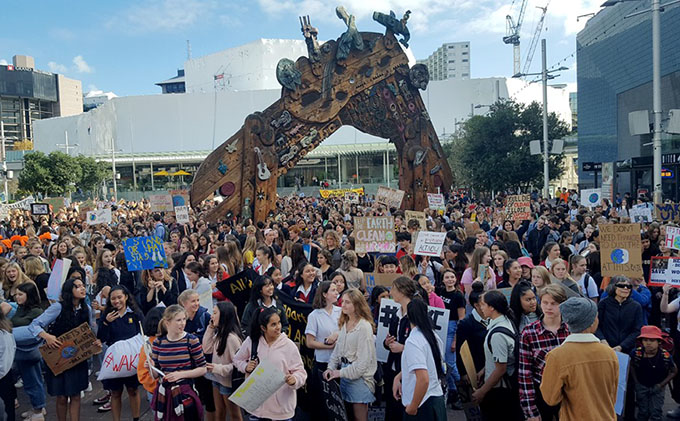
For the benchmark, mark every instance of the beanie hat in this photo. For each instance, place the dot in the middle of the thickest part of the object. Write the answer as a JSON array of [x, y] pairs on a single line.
[[578, 313]]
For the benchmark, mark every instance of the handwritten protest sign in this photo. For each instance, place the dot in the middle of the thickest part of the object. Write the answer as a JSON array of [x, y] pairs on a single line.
[[99, 216], [390, 197], [332, 399], [664, 270], [673, 237], [121, 358], [262, 384], [161, 203], [144, 253], [518, 207], [640, 214], [374, 234], [436, 201], [418, 216], [77, 345], [668, 212], [57, 278], [621, 250], [429, 243], [182, 214], [179, 197], [389, 308]]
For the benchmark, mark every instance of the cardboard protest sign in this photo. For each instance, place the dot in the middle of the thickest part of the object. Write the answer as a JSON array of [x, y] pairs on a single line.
[[121, 358], [418, 216], [673, 237], [518, 207], [179, 197], [161, 203], [390, 197], [144, 253], [621, 250], [374, 234], [429, 243], [640, 214], [77, 345], [668, 212], [436, 201], [182, 214], [374, 279], [259, 386], [99, 216], [390, 309], [332, 399], [57, 278], [664, 270], [591, 197]]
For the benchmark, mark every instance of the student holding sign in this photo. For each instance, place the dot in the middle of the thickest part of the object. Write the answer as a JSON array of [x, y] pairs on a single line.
[[59, 318], [120, 321]]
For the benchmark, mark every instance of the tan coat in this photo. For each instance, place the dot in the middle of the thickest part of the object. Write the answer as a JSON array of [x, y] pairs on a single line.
[[582, 374]]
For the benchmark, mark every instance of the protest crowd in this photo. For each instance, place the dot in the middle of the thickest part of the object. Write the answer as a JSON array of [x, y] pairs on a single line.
[[343, 309]]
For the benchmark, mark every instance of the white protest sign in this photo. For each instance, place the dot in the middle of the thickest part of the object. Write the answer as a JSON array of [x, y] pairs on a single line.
[[182, 214], [673, 238], [591, 197], [100, 216], [436, 201], [640, 214], [262, 383], [390, 309], [122, 357], [429, 243]]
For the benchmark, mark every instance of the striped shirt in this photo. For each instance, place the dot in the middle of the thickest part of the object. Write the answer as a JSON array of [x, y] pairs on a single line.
[[170, 356]]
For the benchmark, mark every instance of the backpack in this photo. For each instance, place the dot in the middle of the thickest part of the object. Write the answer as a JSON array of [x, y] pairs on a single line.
[[511, 380]]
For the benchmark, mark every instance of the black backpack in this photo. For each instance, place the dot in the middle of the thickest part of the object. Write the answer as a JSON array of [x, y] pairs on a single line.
[[511, 380]]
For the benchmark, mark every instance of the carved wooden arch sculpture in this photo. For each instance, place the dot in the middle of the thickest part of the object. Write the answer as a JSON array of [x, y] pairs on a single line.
[[362, 80]]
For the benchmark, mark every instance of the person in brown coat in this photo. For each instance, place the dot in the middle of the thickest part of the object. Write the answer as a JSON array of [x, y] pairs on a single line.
[[582, 374]]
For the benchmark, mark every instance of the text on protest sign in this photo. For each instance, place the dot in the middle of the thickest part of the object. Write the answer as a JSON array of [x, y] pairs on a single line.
[[99, 216], [77, 345], [621, 250], [518, 207], [436, 201], [259, 386], [390, 197], [144, 253], [429, 243], [374, 234], [390, 309]]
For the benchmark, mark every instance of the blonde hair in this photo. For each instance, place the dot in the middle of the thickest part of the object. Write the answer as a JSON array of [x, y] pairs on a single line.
[[361, 308]]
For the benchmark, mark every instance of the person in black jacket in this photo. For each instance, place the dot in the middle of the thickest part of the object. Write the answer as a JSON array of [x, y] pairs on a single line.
[[120, 320], [620, 316]]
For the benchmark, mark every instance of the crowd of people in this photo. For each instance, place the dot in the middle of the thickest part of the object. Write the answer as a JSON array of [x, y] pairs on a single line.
[[526, 301]]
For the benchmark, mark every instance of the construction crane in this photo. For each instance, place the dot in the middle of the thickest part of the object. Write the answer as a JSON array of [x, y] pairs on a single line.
[[534, 40], [512, 35]]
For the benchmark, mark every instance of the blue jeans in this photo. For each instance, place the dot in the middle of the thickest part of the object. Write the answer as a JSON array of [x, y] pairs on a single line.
[[33, 381], [452, 375]]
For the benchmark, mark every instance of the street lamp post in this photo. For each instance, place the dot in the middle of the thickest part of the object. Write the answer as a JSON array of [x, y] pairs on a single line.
[[545, 75]]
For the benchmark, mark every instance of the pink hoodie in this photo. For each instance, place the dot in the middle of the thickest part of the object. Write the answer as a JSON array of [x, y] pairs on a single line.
[[284, 354]]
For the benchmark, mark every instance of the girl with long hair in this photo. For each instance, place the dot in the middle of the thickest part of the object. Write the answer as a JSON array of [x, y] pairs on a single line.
[[267, 342], [263, 295], [67, 314], [497, 397], [222, 340], [120, 321], [179, 355], [353, 360], [418, 385]]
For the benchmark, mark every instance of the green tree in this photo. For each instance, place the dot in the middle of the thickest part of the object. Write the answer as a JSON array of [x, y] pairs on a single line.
[[492, 153], [93, 173]]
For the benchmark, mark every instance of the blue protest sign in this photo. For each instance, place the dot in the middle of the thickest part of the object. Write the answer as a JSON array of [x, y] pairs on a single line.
[[144, 253]]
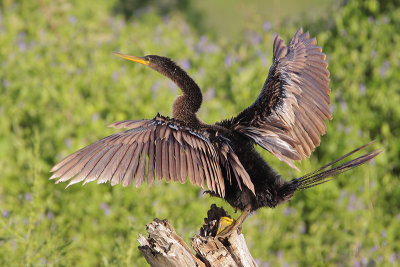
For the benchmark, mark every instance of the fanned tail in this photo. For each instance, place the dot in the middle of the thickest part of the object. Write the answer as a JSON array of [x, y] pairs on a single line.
[[322, 175]]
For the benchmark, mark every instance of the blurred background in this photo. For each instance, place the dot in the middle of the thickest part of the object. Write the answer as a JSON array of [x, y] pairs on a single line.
[[60, 86]]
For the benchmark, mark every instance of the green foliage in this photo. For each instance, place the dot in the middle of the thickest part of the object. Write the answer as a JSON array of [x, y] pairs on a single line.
[[60, 86]]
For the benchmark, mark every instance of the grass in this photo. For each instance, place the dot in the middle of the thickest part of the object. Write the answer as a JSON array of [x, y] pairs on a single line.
[[60, 87]]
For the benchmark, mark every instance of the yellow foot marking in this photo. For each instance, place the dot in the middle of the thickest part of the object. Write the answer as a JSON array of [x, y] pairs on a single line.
[[224, 222]]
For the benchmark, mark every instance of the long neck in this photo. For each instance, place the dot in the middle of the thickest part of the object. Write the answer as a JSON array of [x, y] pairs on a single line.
[[188, 103]]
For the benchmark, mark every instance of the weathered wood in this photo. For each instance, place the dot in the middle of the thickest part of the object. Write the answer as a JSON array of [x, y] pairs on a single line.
[[163, 247]]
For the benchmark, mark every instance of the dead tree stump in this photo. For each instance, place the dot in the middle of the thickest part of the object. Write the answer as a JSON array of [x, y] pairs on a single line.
[[164, 247]]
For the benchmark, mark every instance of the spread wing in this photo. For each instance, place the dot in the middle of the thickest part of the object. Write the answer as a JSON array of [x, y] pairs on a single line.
[[152, 149], [287, 118]]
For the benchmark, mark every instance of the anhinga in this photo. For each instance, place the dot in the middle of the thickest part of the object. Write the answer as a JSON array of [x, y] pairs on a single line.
[[287, 119]]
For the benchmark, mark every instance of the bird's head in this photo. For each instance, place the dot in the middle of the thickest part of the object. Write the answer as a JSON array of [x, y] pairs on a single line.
[[163, 65]]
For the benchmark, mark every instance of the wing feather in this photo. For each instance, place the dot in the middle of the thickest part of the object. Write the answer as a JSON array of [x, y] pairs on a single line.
[[296, 94], [153, 149]]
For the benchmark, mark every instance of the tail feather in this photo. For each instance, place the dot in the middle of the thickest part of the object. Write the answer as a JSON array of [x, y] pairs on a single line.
[[321, 175]]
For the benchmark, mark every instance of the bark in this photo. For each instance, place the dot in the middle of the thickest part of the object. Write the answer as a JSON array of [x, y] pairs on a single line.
[[164, 247]]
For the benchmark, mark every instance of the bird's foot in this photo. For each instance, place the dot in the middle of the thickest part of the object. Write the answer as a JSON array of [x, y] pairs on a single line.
[[226, 226], [211, 193]]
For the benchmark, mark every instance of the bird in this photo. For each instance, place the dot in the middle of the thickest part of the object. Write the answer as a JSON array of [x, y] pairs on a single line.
[[287, 119]]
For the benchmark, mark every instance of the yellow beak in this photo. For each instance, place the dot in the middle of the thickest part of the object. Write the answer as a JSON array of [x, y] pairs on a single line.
[[140, 60]]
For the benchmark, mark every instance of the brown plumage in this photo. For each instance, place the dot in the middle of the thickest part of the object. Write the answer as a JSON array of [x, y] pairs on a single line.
[[287, 119]]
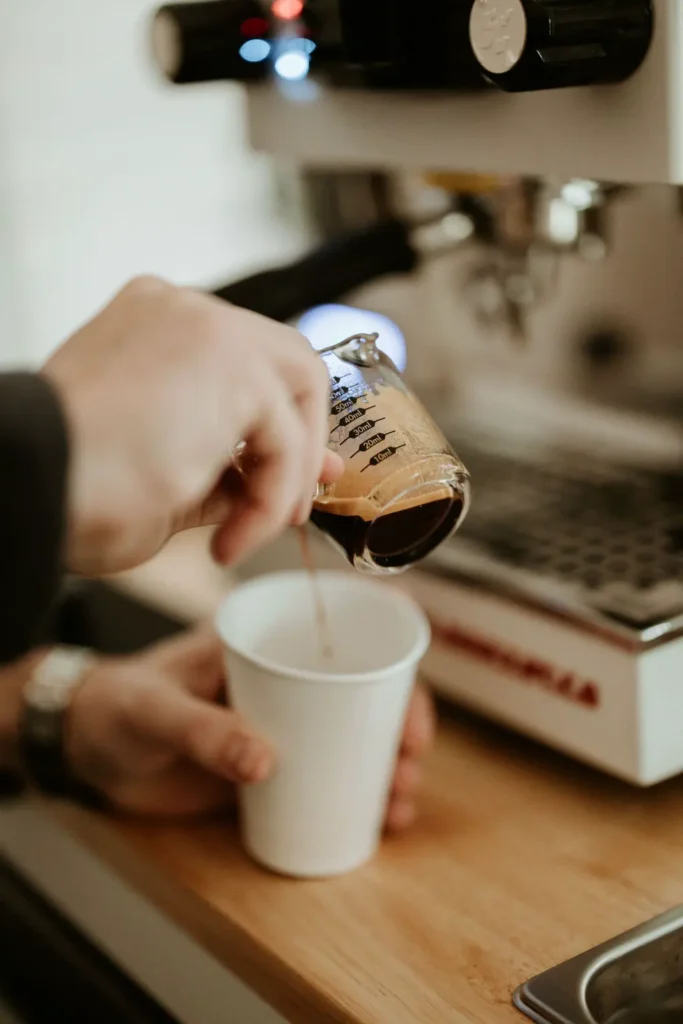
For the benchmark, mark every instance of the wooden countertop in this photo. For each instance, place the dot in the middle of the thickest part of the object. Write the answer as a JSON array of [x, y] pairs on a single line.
[[520, 860]]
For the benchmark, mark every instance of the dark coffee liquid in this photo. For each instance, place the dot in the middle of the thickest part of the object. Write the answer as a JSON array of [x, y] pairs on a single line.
[[396, 540], [324, 637]]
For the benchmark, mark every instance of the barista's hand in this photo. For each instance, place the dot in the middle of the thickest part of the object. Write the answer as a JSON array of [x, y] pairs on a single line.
[[159, 389], [151, 733]]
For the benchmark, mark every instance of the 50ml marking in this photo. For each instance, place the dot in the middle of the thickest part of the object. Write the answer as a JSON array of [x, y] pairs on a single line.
[[372, 442]]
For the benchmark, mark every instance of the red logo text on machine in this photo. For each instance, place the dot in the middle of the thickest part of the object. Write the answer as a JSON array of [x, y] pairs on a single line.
[[523, 667]]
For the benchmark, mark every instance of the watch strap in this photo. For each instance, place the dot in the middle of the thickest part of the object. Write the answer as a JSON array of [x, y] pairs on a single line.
[[47, 698]]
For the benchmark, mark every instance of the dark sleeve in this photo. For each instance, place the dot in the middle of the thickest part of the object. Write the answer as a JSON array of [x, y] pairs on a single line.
[[34, 456]]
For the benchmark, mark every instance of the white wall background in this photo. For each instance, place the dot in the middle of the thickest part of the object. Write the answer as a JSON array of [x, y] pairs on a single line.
[[105, 171]]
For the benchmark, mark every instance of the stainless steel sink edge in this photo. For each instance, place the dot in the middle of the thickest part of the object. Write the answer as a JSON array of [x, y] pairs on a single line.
[[559, 995]]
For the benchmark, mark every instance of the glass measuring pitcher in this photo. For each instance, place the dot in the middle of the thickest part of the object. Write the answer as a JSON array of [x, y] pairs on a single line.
[[403, 491]]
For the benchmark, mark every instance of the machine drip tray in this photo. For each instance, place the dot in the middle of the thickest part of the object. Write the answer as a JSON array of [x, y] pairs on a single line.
[[635, 979]]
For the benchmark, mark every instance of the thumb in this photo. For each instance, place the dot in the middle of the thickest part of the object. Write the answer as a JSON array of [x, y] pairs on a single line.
[[214, 737]]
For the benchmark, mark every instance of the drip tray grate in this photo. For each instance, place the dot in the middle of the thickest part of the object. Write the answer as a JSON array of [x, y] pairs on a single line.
[[593, 534]]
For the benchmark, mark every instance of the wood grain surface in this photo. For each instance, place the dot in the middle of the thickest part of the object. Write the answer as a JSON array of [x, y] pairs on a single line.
[[520, 860]]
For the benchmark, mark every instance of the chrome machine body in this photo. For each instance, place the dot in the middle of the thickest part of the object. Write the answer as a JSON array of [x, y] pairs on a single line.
[[539, 145]]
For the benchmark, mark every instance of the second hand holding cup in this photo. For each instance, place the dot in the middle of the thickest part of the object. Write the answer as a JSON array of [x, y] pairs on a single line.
[[335, 723]]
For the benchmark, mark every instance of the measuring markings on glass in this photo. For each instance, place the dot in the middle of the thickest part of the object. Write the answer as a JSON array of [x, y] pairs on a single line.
[[372, 442], [341, 407], [363, 428], [382, 457], [357, 414]]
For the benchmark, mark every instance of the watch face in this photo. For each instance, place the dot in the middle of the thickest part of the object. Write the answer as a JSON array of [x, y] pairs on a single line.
[[498, 34], [56, 677]]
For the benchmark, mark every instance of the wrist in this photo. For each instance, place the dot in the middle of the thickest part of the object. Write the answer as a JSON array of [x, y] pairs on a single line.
[[47, 699], [94, 486], [13, 680]]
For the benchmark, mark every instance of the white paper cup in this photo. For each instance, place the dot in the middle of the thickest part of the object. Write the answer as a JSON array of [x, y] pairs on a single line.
[[335, 724]]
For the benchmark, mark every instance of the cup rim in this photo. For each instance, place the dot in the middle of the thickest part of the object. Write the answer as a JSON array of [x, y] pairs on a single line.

__________________________________________________

- _What this task involves_: Recast the material as a JSON list of strings, one string per line and no blank lines. Begin at the line that contains "For the benchmark, mark every instance of the measuring" and stop after the line that contains "[[372, 442], [341, 407], [363, 428], [382, 457], [357, 414]]".

- _Solution to the exercise_:
[
  "For the benchmark, mark every instance of the measuring markings on glass in this photo. For each instance, place the dot in the middle of the thickest part of the object. Write the answer as a JSON array of [x, y] pairs on a single line.",
  "[[372, 442], [341, 407], [363, 428], [382, 457], [357, 414]]"
]